## Work to complete
Which lines of the records below contain the string "gray"? Extract each of them, treating uppercase and lowercase as different.

## Dataset excerpt
◇ ◇ ◇ ◇ ◇ ◇ ◇

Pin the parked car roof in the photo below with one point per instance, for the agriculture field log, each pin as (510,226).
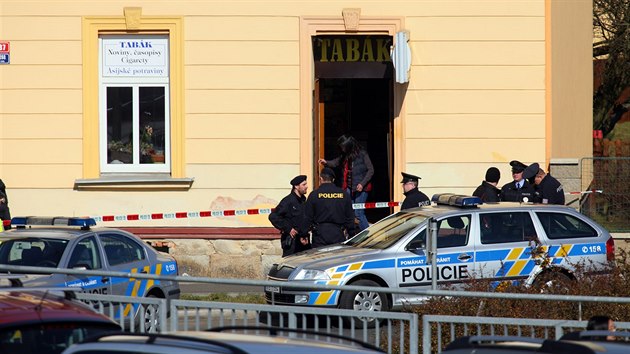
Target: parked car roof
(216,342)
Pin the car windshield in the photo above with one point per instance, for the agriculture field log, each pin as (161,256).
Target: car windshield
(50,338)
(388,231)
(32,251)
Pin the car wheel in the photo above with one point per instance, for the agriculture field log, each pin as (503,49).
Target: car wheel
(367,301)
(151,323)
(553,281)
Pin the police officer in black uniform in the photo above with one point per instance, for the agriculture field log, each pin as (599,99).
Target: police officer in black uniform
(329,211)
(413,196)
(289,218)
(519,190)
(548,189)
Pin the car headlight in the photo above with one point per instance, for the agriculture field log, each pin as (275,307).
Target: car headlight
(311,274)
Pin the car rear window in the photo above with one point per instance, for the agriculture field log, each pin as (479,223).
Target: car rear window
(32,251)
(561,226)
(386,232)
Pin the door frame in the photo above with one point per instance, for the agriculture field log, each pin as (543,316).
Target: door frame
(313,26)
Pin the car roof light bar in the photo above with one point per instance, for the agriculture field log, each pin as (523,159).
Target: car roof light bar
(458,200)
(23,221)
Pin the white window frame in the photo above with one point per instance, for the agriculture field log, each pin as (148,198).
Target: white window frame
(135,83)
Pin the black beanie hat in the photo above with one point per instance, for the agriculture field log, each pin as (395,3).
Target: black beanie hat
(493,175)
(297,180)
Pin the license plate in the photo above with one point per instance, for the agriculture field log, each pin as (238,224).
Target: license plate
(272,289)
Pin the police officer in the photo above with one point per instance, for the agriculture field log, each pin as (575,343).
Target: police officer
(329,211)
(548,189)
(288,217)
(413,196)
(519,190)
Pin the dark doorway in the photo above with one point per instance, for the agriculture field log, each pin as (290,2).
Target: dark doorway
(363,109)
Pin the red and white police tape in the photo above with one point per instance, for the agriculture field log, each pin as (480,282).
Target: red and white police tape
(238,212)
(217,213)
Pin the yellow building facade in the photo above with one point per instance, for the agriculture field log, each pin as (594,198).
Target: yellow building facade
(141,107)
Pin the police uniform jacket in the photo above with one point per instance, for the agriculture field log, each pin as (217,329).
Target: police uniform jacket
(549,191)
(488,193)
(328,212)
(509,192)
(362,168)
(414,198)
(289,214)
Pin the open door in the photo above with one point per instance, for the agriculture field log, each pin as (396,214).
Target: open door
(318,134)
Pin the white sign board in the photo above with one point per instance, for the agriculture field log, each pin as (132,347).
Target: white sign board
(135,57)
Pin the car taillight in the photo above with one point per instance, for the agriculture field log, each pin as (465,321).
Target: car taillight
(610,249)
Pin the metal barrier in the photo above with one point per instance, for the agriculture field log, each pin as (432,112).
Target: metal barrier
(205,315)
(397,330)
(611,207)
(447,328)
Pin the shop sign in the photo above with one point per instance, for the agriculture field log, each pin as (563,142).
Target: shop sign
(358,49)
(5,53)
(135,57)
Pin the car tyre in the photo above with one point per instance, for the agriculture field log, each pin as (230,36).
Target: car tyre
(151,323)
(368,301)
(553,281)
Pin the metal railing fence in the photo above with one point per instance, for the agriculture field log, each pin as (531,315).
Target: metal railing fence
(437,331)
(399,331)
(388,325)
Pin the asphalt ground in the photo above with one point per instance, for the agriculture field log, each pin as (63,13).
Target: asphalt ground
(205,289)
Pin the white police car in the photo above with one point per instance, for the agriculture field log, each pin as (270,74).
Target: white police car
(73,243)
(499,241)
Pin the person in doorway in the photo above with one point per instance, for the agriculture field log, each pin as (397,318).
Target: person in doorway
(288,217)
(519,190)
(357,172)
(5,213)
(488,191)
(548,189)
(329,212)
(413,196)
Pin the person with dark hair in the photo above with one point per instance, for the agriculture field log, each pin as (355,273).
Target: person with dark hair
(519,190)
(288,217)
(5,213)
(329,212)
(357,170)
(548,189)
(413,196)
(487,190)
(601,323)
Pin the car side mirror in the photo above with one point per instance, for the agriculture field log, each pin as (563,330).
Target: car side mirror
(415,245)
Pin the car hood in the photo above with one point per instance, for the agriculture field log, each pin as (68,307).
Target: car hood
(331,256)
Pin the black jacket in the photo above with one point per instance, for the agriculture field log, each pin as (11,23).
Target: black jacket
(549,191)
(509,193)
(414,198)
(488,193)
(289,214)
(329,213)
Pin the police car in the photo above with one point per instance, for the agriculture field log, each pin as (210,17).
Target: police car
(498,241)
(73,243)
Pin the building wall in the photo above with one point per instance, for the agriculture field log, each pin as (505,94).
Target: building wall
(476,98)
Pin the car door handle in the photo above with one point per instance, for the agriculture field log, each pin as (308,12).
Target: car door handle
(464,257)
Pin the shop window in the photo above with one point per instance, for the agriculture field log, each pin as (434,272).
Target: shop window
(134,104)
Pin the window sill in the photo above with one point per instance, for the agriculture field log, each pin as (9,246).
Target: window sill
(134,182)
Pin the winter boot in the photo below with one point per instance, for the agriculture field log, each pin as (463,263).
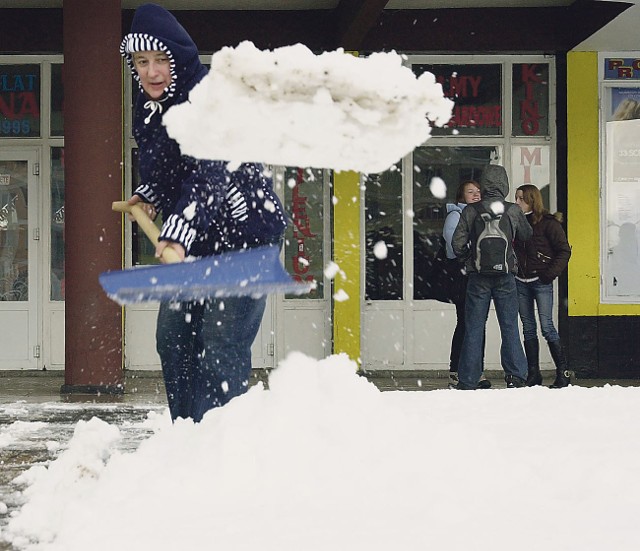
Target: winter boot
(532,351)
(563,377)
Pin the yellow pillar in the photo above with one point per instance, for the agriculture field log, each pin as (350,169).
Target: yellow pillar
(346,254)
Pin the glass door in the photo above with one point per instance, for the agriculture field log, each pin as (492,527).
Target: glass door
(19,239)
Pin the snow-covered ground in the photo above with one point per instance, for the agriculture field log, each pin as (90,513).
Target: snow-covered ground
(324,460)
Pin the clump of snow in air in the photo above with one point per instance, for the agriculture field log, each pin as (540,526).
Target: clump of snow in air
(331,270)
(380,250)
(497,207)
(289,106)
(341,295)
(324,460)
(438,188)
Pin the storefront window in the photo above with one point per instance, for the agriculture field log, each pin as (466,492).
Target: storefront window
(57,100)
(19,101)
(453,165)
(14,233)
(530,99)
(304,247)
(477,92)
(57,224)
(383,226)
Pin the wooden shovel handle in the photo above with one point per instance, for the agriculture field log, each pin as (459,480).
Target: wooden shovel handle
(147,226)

◇ ◇ ◇ ◇ ◇ ◇ ◇

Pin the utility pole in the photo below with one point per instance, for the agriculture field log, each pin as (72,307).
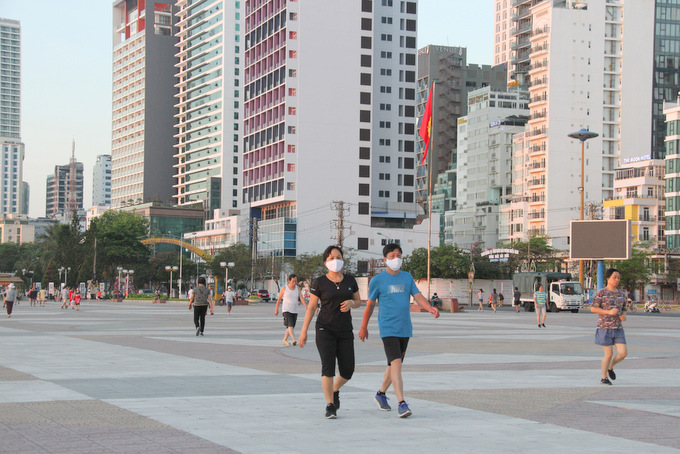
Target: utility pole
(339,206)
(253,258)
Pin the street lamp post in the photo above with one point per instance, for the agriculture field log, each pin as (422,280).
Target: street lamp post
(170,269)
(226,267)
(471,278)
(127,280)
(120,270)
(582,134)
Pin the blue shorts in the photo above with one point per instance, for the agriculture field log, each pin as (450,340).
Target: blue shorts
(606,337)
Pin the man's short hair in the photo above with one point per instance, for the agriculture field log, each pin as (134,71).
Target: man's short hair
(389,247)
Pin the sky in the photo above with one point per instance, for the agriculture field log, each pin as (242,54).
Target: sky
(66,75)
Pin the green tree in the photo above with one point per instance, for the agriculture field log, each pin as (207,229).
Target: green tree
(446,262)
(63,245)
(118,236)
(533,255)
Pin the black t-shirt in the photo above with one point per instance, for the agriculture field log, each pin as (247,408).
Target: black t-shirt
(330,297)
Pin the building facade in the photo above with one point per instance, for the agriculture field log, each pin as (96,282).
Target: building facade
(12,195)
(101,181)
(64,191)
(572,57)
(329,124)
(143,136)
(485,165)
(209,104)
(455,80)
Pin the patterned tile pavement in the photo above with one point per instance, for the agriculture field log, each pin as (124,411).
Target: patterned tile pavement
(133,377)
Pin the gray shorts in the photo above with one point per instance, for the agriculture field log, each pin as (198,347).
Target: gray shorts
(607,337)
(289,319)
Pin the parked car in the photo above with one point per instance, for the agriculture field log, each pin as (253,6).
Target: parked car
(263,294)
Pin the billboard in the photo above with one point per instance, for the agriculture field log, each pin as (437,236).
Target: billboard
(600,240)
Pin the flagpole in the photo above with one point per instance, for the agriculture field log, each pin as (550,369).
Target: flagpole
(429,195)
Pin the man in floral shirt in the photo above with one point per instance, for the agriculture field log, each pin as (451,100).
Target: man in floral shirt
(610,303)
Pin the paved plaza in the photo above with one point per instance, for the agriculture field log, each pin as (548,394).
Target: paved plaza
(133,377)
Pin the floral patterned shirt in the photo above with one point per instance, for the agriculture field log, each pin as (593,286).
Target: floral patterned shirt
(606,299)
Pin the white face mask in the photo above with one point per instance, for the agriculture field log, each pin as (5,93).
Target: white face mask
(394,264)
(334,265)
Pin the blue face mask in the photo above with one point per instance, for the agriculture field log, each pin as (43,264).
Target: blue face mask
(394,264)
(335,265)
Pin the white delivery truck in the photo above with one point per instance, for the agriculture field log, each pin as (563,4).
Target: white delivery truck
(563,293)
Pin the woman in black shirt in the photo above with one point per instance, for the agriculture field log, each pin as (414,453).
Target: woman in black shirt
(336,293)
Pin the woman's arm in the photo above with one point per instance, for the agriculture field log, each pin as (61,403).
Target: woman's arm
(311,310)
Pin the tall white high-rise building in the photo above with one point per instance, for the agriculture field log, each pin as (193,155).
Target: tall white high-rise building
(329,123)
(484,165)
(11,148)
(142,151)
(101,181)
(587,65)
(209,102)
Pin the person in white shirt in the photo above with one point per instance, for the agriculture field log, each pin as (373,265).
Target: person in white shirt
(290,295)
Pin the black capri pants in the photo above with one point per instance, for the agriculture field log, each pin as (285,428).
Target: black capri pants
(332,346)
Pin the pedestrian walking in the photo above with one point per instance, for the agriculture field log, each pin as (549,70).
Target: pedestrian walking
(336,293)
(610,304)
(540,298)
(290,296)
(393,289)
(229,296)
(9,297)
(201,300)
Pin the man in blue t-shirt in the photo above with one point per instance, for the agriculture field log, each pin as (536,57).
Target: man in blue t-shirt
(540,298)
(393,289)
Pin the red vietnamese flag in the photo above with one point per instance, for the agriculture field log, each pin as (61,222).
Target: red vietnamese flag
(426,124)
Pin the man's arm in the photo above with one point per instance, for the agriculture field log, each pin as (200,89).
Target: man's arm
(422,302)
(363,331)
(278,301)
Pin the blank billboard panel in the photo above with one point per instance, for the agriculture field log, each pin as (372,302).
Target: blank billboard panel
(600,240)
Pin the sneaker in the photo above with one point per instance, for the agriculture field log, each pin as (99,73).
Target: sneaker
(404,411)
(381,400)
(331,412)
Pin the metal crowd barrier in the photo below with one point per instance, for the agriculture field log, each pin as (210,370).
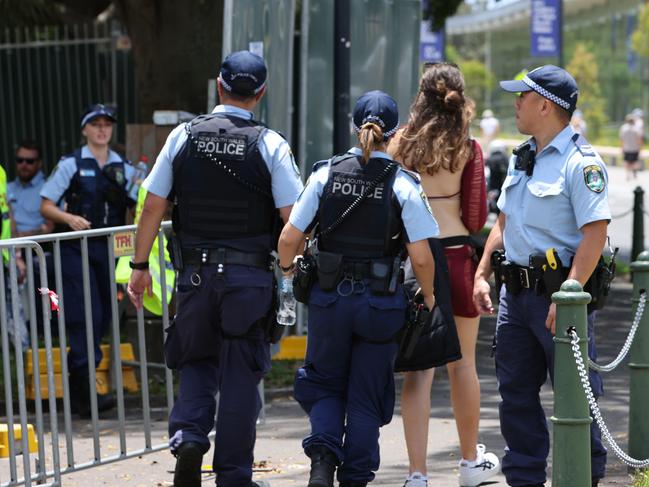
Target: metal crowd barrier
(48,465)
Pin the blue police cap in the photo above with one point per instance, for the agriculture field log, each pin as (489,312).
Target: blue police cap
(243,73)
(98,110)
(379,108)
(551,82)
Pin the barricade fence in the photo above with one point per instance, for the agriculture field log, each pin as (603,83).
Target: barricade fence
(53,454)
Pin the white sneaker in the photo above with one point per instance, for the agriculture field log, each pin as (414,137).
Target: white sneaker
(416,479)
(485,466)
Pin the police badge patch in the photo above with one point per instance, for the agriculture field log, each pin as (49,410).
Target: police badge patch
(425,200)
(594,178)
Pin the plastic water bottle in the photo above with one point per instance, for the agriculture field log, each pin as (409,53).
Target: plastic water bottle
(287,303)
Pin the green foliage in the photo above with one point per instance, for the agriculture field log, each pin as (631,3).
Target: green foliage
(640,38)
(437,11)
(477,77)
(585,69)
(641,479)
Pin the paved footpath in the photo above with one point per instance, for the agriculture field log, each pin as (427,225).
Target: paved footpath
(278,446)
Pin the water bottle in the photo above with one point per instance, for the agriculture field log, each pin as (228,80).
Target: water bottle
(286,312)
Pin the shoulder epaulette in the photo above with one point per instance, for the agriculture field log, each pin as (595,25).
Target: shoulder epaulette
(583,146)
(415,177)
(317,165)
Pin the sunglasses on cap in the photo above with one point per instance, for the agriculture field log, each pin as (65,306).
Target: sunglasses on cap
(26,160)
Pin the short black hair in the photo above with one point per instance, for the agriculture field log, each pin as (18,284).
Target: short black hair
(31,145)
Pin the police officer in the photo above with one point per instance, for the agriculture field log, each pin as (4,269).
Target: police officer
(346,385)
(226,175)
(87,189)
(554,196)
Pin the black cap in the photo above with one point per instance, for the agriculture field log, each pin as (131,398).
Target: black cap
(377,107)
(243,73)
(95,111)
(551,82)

◇ ◇ ◇ ◇ ◇ ◇ ◇

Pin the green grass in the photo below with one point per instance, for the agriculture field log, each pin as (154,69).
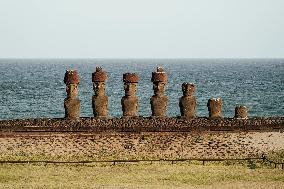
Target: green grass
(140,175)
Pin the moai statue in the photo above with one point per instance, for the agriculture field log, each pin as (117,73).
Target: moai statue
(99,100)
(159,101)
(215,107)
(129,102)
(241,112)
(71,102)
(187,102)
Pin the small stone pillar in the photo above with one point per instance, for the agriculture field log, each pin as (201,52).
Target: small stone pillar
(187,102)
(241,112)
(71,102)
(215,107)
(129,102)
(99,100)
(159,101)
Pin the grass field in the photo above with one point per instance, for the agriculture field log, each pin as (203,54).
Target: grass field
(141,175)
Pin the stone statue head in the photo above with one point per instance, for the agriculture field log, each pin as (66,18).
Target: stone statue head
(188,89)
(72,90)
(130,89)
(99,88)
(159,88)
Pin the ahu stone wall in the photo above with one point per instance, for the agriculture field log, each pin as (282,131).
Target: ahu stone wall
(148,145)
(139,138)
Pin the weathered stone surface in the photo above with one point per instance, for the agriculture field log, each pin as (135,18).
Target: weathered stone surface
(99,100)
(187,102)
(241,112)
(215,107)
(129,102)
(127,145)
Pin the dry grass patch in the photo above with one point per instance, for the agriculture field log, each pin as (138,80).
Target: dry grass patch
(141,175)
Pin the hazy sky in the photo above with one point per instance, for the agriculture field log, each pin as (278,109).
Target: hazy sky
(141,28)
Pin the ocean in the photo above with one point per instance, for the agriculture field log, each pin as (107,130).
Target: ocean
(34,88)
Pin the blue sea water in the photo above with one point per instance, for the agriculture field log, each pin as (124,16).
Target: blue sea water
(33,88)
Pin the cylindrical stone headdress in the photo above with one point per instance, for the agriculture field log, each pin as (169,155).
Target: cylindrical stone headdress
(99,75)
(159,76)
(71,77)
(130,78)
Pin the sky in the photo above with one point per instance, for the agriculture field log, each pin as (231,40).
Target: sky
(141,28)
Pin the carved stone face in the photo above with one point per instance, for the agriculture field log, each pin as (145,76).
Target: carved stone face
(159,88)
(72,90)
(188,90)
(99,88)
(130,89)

◇ ◇ ◇ ◇ ◇ ◇ ◇

## Response to this exercise
Pin the gray shorts in the photo above with one point per instance, for the agriculture field log, each pin as (198,347).
Target: gray shorts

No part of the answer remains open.